▸ TEXT PROVIDED
◇ ◇ ◇ ◇ ◇ ◇ ◇

Daryoush Ashouri (داریوش آشوری, born August 2, 1938, in Tehran) is a prominent Iranian thinker, author, translator, researcher, and public intellectual. He lives in Paris, France.

==Work==
He studied at the Faculty of Law, Political Sciences and Economics of the University of Tehran, and has been visiting professor of Persian language and literature at Tokyo University of Foreign Studies. Ashoori taught at the Oriental Institute of the University of Oxford, and lectured on political philosophy and political sociology at the University of Tehran. From 1970 to 1978, Ashoori was a second Academy of Persian Language member.

Ashoori has worked extensively as an author, essayist, translator, literary interpreter, encyclopedist, and lexicologist. His intellectual interests cover a wide interdisciplinary range, including political sciences, literature, philosophy and linguistics. His main domain of intellectual focus is the cultural and linguistic matters of his native country, Iran, as a Third World country encountering modernity.

He has made vast contributions to developing the Persian vocabulary and terminology in human sciences and philosophy by coining new words and modifying existing ones. His works in this domain are compiled in his Farhang-e 'olum-e ensāni (A Dictionary of Human Sciences). Among his major works stands a hermeneutical, an intertextual study of the Divan of Hafez (Erfān o rendi dar she'r-e Hafez) which introduces a new approach to the understanding of the great classical poet. As a translator, he has translated numerous classical literary and philosophical works by Nietzsche, Machiavelli, Shakespeare and others into Persian.

◇ ◇ ◇ ◇ ◇ ◇ ◇

▸ THE TASKS
**A.** According to the biography, during which years was Ashouri a member of the second Academy of Persian Language?
**B.** Repeat a passage of the biography word for word, beginning at the words "Daryoush Ashouri (داریوش" and stopping after "Persian Language member.".
The items are not needed for this work.

◇ ◇ ◇ ◇ ◇ ◇ ◇

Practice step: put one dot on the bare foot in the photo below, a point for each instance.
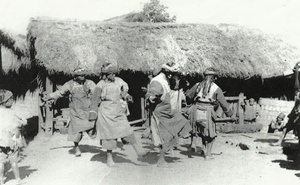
(77, 152)
(111, 163)
(209, 157)
(19, 182)
(143, 154)
(276, 144)
(163, 164)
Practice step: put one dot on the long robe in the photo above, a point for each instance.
(207, 108)
(112, 121)
(167, 123)
(79, 105)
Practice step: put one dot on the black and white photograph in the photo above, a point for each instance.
(149, 92)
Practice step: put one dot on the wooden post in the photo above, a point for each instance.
(40, 114)
(143, 107)
(1, 67)
(240, 108)
(49, 111)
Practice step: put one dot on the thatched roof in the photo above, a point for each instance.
(235, 51)
(14, 51)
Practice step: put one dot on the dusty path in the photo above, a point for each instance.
(48, 161)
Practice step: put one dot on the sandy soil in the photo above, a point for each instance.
(51, 160)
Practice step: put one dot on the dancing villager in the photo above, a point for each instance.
(206, 96)
(10, 136)
(82, 117)
(112, 123)
(166, 124)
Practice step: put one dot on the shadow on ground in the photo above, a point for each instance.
(118, 158)
(266, 140)
(25, 171)
(293, 158)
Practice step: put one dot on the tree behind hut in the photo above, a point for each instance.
(152, 12)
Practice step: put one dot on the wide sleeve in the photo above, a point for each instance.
(91, 85)
(190, 94)
(61, 91)
(223, 103)
(155, 90)
(96, 99)
(124, 85)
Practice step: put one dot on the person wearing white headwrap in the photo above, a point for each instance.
(82, 117)
(206, 96)
(167, 124)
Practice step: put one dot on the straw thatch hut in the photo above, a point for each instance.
(58, 46)
(14, 63)
(235, 51)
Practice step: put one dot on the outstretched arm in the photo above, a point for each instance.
(155, 91)
(60, 92)
(223, 103)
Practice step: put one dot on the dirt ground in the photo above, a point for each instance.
(241, 159)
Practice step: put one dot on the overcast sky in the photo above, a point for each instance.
(271, 16)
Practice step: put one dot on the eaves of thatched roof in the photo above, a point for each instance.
(236, 52)
(14, 51)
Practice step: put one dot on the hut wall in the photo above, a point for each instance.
(270, 108)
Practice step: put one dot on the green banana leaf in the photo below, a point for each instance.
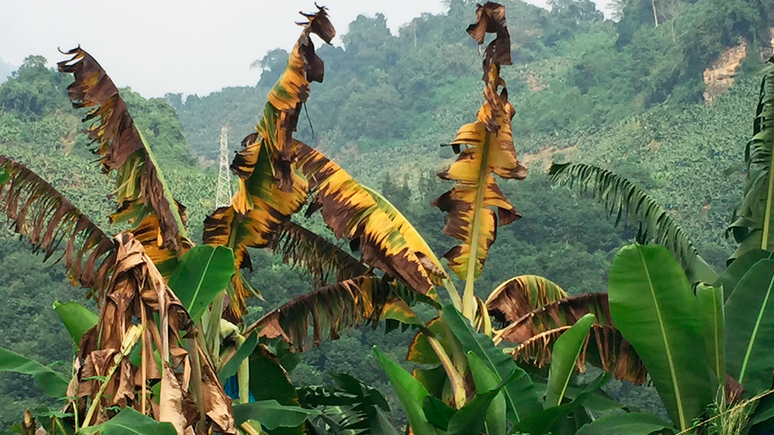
(652, 305)
(750, 328)
(486, 380)
(520, 395)
(736, 270)
(565, 353)
(272, 415)
(51, 382)
(410, 392)
(635, 423)
(130, 422)
(202, 274)
(232, 365)
(76, 318)
(710, 300)
(543, 422)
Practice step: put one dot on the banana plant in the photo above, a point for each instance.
(626, 200)
(752, 218)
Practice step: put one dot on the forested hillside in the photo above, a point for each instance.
(626, 94)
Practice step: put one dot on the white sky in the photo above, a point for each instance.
(176, 46)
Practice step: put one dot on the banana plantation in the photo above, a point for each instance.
(162, 344)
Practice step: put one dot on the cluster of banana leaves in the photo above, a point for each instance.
(168, 352)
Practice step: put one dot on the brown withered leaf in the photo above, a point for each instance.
(280, 116)
(351, 212)
(48, 218)
(320, 258)
(332, 309)
(520, 295)
(490, 18)
(535, 333)
(137, 294)
(140, 186)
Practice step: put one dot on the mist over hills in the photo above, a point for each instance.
(666, 99)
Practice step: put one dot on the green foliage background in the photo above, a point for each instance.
(624, 95)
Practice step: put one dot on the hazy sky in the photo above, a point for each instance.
(190, 47)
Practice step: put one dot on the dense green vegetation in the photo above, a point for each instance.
(625, 95)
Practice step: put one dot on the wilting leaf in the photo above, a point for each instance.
(351, 212)
(51, 382)
(272, 415)
(281, 112)
(535, 333)
(48, 218)
(520, 394)
(76, 318)
(626, 200)
(323, 260)
(140, 186)
(131, 422)
(202, 274)
(418, 244)
(420, 351)
(566, 350)
(520, 295)
(332, 309)
(476, 206)
(138, 297)
(654, 308)
(226, 227)
(490, 18)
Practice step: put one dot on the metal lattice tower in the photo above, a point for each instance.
(223, 196)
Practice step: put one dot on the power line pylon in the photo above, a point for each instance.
(223, 196)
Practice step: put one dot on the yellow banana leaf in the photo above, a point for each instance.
(535, 333)
(332, 309)
(141, 190)
(421, 249)
(488, 150)
(351, 212)
(520, 295)
(281, 112)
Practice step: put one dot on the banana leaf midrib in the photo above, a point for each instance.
(667, 348)
(468, 294)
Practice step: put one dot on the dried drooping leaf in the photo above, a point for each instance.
(421, 249)
(259, 210)
(475, 206)
(324, 261)
(48, 218)
(351, 212)
(535, 333)
(490, 18)
(138, 295)
(332, 309)
(280, 115)
(140, 186)
(520, 295)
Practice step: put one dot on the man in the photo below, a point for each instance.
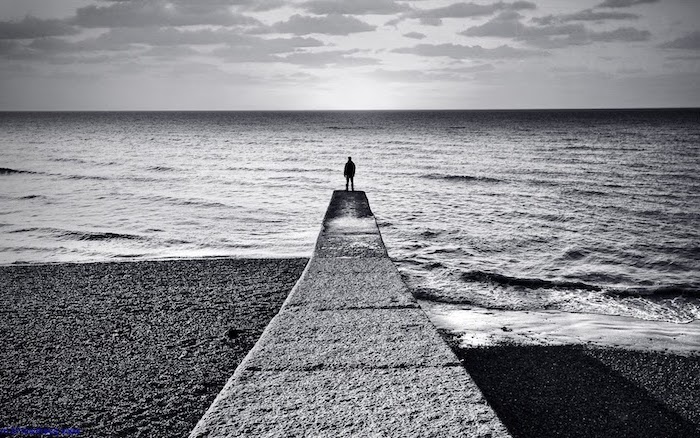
(349, 174)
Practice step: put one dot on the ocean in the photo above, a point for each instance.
(578, 211)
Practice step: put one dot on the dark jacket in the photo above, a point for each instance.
(349, 169)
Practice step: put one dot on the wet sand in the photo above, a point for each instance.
(130, 349)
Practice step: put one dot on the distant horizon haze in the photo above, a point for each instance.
(153, 55)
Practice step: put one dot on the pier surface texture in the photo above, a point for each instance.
(350, 353)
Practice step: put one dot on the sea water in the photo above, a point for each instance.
(581, 212)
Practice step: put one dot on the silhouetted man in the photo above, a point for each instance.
(349, 174)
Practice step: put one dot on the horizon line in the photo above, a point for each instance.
(350, 110)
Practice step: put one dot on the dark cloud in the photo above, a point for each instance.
(690, 42)
(31, 27)
(415, 35)
(328, 58)
(145, 13)
(353, 7)
(433, 17)
(623, 3)
(585, 15)
(552, 35)
(329, 25)
(457, 51)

◇ ◇ ◇ ◇ ◇ ◇ ◇

▸ FINAL ANSWERS
**A.** From 1970 to 1978.

**B.**
Daryoush Ashouri (داریوش آشوری, born August 2, 1938, in Tehran) is a prominent Iranian thinker, author, translator, researcher, and public intellectual. He lives in Paris, France.

==Work==
He studied at the Faculty of Law, Political Sciences and Economics of the University of Tehran, and has been visiting professor of Persian language and literature at Tokyo University of Foreign Studies. Ashoori taught at the Oriental Institute of the University of Oxford, and lectured on political philosophy and political sociology at the University of Tehran. From 1970 to 1978, Ashoori was a second Academy of Persian Language member.